**DATASET RECORDS**
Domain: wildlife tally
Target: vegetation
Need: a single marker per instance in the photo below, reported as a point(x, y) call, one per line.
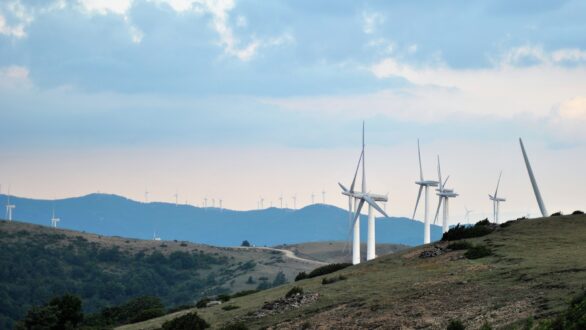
point(456, 325)
point(294, 291)
point(481, 228)
point(478, 251)
point(327, 269)
point(459, 245)
point(190, 321)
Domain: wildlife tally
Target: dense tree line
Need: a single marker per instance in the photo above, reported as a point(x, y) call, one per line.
point(34, 267)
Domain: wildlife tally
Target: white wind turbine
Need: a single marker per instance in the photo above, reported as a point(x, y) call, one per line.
point(533, 182)
point(496, 200)
point(371, 199)
point(9, 207)
point(467, 216)
point(444, 198)
point(424, 185)
point(54, 220)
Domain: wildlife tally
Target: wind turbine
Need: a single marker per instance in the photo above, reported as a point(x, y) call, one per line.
point(424, 185)
point(9, 207)
point(533, 182)
point(54, 220)
point(444, 197)
point(371, 199)
point(496, 200)
point(467, 216)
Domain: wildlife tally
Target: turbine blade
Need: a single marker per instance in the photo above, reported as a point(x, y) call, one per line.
point(497, 185)
point(437, 211)
point(357, 213)
point(356, 172)
point(419, 154)
point(373, 204)
point(444, 184)
point(439, 173)
point(417, 202)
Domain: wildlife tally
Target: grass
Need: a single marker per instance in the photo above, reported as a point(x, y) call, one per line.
point(536, 265)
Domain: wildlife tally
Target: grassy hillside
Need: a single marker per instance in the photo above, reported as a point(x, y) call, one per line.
point(536, 267)
point(39, 262)
point(336, 251)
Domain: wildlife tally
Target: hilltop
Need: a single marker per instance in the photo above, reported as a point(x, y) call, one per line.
point(536, 267)
point(115, 215)
point(39, 262)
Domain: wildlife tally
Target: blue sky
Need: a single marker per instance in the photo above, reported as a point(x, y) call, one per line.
point(218, 86)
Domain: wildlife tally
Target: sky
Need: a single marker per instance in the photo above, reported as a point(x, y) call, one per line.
point(242, 100)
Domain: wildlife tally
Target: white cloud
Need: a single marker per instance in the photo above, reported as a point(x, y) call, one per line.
point(370, 20)
point(21, 15)
point(14, 77)
point(103, 7)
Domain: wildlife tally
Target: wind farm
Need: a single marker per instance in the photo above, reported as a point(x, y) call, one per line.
point(232, 164)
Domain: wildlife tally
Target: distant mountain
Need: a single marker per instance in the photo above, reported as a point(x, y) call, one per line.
point(118, 216)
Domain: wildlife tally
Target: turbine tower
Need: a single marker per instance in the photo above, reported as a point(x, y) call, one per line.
point(424, 185)
point(533, 182)
point(363, 197)
point(54, 220)
point(496, 201)
point(444, 198)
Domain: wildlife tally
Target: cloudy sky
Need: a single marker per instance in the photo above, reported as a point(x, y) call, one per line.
point(242, 99)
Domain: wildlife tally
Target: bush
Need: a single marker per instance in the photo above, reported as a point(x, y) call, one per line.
point(235, 326)
point(190, 321)
point(480, 229)
point(478, 251)
point(243, 293)
point(456, 325)
point(461, 245)
point(301, 276)
point(203, 302)
point(326, 280)
point(327, 269)
point(294, 291)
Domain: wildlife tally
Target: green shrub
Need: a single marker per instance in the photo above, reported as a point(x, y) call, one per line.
point(294, 291)
point(327, 269)
point(478, 251)
point(190, 321)
point(235, 326)
point(301, 276)
point(455, 325)
point(457, 232)
point(203, 302)
point(243, 293)
point(326, 280)
point(460, 245)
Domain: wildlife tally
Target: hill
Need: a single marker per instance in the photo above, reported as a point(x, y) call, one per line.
point(114, 215)
point(536, 267)
point(39, 262)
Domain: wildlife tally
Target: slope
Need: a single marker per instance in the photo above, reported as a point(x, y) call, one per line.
point(537, 266)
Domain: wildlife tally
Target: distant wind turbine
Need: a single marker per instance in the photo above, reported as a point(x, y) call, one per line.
point(424, 184)
point(496, 201)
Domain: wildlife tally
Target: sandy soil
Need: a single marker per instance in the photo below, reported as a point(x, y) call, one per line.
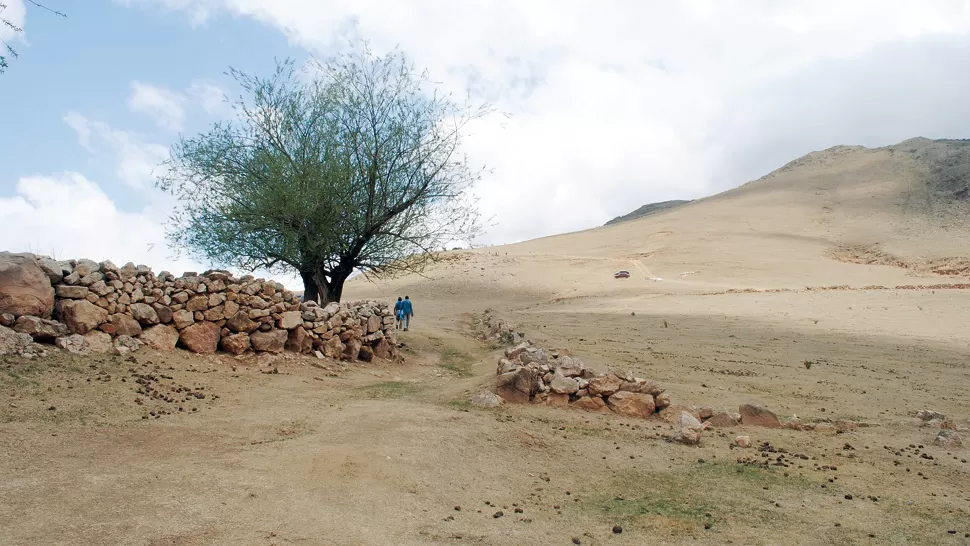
point(386, 453)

**TASK TO COMPLETE**
Copy every one of the records above word for word, omitting the pictures.

**OUTPUT OF THE EXERCISE**
Domain: wildlife tally
Target: vegetation
Need: a single marker per instance in the photo below, reported as a point(x, y) call, one per line.
point(456, 325)
point(294, 291)
point(481, 228)
point(478, 251)
point(327, 269)
point(459, 245)
point(190, 321)
Domain: wildlife tally
Target: dense tree line
Need: a single marker per instance in the photo above, reported as a point(x, y) call, one per line.
point(34, 267)
Domain: wildlife tally
Target: white wind turbine
Need: a single marker per instance in the photo above, reported as a point(x, y) call, one per line.
point(533, 182)
point(496, 200)
point(371, 199)
point(9, 207)
point(467, 216)
point(444, 198)
point(424, 185)
point(54, 220)
Domain: wildlife tally
Target: wind turbine
Need: a single marker per instance in the photo above, reported as a point(x, y) call, one per line.
point(424, 185)
point(9, 207)
point(533, 182)
point(54, 220)
point(444, 197)
point(371, 199)
point(496, 200)
point(467, 216)
Domain: wildlife tally
Target: turbine blade
Need: a single marker per instance in the photo above, reported as a point(x, y) call, one per line.
point(497, 185)
point(437, 211)
point(357, 213)
point(356, 172)
point(419, 154)
point(373, 204)
point(444, 184)
point(439, 173)
point(417, 202)
Domain: wildlife tally
Target: grass
Need: a single marker per instance in the photo above, reported as a point(x, y) call, one per line.
point(536, 265)
Domain: wildlife tally
Target: grassy hillside
Need: a single marker per instance in the photo above, reported as a point(x, y) call, one per line.
point(536, 267)
point(39, 262)
point(336, 251)
Domain: wildlife tally
Target: hilltop
Need: a single marker per instance in the photo above, reported as a point(x, y) call, one per line.
point(536, 267)
point(115, 215)
point(39, 262)
Domain: wildlife tally
Target: blue sky
Need: a single marker per instance in the photo above, reported as a point(x, y) call, one per line.
point(218, 86)
Domain: wildlife tally
Target: sky
Need: a single marker per instance in the photo above, reported as a point(x, y) call, one per line.
point(242, 100)
Domain: wildlife tally
Target: white cloud
Need: a single marker per instance in the photo above, reported as a point(x, y) call, one per line.
point(370, 20)
point(21, 15)
point(14, 77)
point(103, 7)
Domain: wildlife tally
Target: wind farm
Need: a single marker per instance in the photo above, reported as a point(x, y) call, one per line.
point(232, 164)
Domain: wildlife tally
Target: distant mountain
Need: a single marker per instance in the photo above, reported as a point(x, y) call, one per line.
point(118, 216)
Domain: wildlife tally
Target: turbine tower
Need: a single marker per instance in the photo above, reported as a point(x, y) call, one per line.
point(424, 185)
point(533, 182)
point(363, 197)
point(54, 220)
point(496, 201)
point(444, 198)
Domain: wildlife tally
Target: cloudy sky
Need: a single marker per instance in the photo above, reported as a point(x, y) call, one per line.
point(242, 99)
Domain: wildlife tally
Target: bush
Need: a single marker per instance in the photo above, reported as a point(x, y) call, one per line.
point(235, 326)
point(190, 321)
point(480, 229)
point(478, 251)
point(243, 293)
point(456, 325)
point(461, 245)
point(301, 276)
point(203, 302)
point(326, 280)
point(327, 269)
point(294, 291)
Domain: wildlife tally
Target: green shrub
Need: a single marker per instance in the photo above, reported as a point(x, y) call, one per line.
point(294, 291)
point(327, 269)
point(478, 251)
point(190, 321)
point(235, 326)
point(301, 276)
point(455, 325)
point(457, 232)
point(203, 302)
point(243, 293)
point(326, 280)
point(460, 245)
Domain: wildlife tally
Target: hill
Need: a single marker per instance in the photo above, reported as a point(x, y) call, one per line.
point(114, 215)
point(536, 267)
point(39, 262)
Domain: wildlife tally
Target: slope
Need: a single marker per instance in the photo above, reported as a point(x, y) call, one per line.
point(537, 266)
Domain: wildlife tally
Target: distant wind turbine
Need: a single marker per instance in the photo above, reported as a point(x, y) call, one per line.
point(424, 184)
point(496, 201)
Domain: wildlife tally
Target: sandy soil
Need: a single marker per instance in the photo below, reported as a point(x, y) call, one per line.
point(386, 453)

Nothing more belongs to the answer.